• Tarea planteada 1:
Según el fragmento, ¿por qué es tan célebre la frase de Benjamin sobre civilización y barbarie? Responde en una a tres oraciones.

• Fragmento:
Podemos optar por los términos
"civilización", "barbarie", "cultura",
"obras" y "técnicas" en un sentido diferente del que
adoptamos aquí, pero en cualquier caso es preciso diferenciar los conceptos y
las realidades a los que se refieren. En caso contrario, nos arriesgamos a
quedarnos atrapados en malentendidos provocados tanto por los propios autores
como por sus lectores, que oscilan entre un significado y otro. Algunos
ejemplos tomados de autores del pasado o del presente, respetados o discutidos,
pueden ilustrar esta necesidad de no reducir a una sola dimensión el ámbito
complejo que circunscriben estas palabras.
Una de las frases que se citan
con más frecuencia a este respecto es la del crítico y filósofo alemán Walter
Benjamin, que escribió: "No hay testimonio de civilización que no lo sea también
de barbarie". Esta frase procede de un texto escrito en 1940, aunque
publicado de forma póstuma en 1950 con el título de "Tesis sobre la
filosofía de la historia". En estas páginas Benjamin opone dos maneras de
escribir la historia: la que se apoya en el materialismo histórico (el
"hist-mat" de los marxistas), y la que él llama
"intropatía", en la que el historiador se identifica con un personaje
o con un grupo de personajes del pasado y adopta sus valores. Pero estos
personajes suelen ser los vencedores. Los bienes culturales o civilizatorios,
uno de los botines de estos vencedores, se presentan sin duda como la obra de
grandes artistas, pero para conseguirlos exigen también que confluyan
determinadas condiciones sociales, por ejemplo el trabajo de los esclavos. Y es
ahí donde entra en juego la barbarie. "Si pensamos en su origen, ¿cómo no
estremecernos? No surgieron sólo del esfuerzo de los grandes genios que las
crearon, sino también del anónimo trabajo que se impuso a los contemporáneos de
estos genios". Benjamin concluye con la frase tan a menudo citada:
"La misma barbarie que les afecta afecta también al proceso de transmisión
de mano a mano". Lo cual quiere decir que cuando visitamos el museo en el
que se conservan esos bienes, participamos en el culto a esa barbarie.
Es evidente por qué la frase
de Benjamin es tan célebre: la paradójica coincidencia de contrarios nos obliga
necesariamente a reflexionar. Pero vemos también que ha empleado la palabra
"civilización" en un sentido muy concreto. No ha tenido en cuenta el
de reconocimiento de la humanidad del otro. Esto no plantea en sí el menor
problema, salvo que es el único sentido que se opone a "barbarie". El
sentido por el que ha optado Benjamin tampoco es el de "culturas", en
tanto que conjunto de modos y estilos de vida. Es del todo evidente que los
bienes en los que piensa son sólo las obras. Pero "obras" no se opone
a "barbarie", ya que las obras pueden ser bárbaras y misántropas, lo
que sucede con frecuencia. No obstante, el acercamiento de estos dos términos
ya nada tendría de paradójico.

• Entradas:
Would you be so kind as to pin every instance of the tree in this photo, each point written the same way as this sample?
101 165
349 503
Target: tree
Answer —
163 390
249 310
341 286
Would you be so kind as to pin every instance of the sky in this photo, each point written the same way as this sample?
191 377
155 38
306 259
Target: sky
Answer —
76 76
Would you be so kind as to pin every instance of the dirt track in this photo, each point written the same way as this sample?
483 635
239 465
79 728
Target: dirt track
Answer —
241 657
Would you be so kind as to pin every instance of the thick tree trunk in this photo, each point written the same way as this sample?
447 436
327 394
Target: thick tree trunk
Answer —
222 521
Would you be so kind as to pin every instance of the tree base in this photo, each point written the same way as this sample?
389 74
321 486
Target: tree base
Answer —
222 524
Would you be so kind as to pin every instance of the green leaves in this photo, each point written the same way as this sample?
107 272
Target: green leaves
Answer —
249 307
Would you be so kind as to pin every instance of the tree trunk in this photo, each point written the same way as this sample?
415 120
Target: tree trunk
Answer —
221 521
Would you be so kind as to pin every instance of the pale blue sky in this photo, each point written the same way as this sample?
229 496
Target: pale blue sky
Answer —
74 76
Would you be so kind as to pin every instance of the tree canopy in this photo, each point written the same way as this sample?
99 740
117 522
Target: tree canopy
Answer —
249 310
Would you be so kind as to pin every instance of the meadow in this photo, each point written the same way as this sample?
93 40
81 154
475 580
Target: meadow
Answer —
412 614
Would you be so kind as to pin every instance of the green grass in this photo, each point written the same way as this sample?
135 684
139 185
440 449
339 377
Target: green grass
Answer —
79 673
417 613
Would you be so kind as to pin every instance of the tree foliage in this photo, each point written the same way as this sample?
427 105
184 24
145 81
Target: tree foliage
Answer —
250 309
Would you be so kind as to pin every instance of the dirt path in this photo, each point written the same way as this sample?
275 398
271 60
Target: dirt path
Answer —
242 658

• Tarea planteada 2:
En las entradas, sustituye "dirt path" por "dirt road" en todo lo que va desde la línea que contiene "the dirt path" hasta el final, y copia solo esas líneas, sin ningún otro cambio.

• Respuesta escrita 1:
Porque la paradójica coincidencia de contrarios que encierra obliga necesariamente a reflexionar.

• Respuesta escrita 2:
Would you be so kind as to pin every instance of the dirt road in this photo, each point written the same way as this sample?
275 398
271 60
Target: dirt road
Answer —
242 658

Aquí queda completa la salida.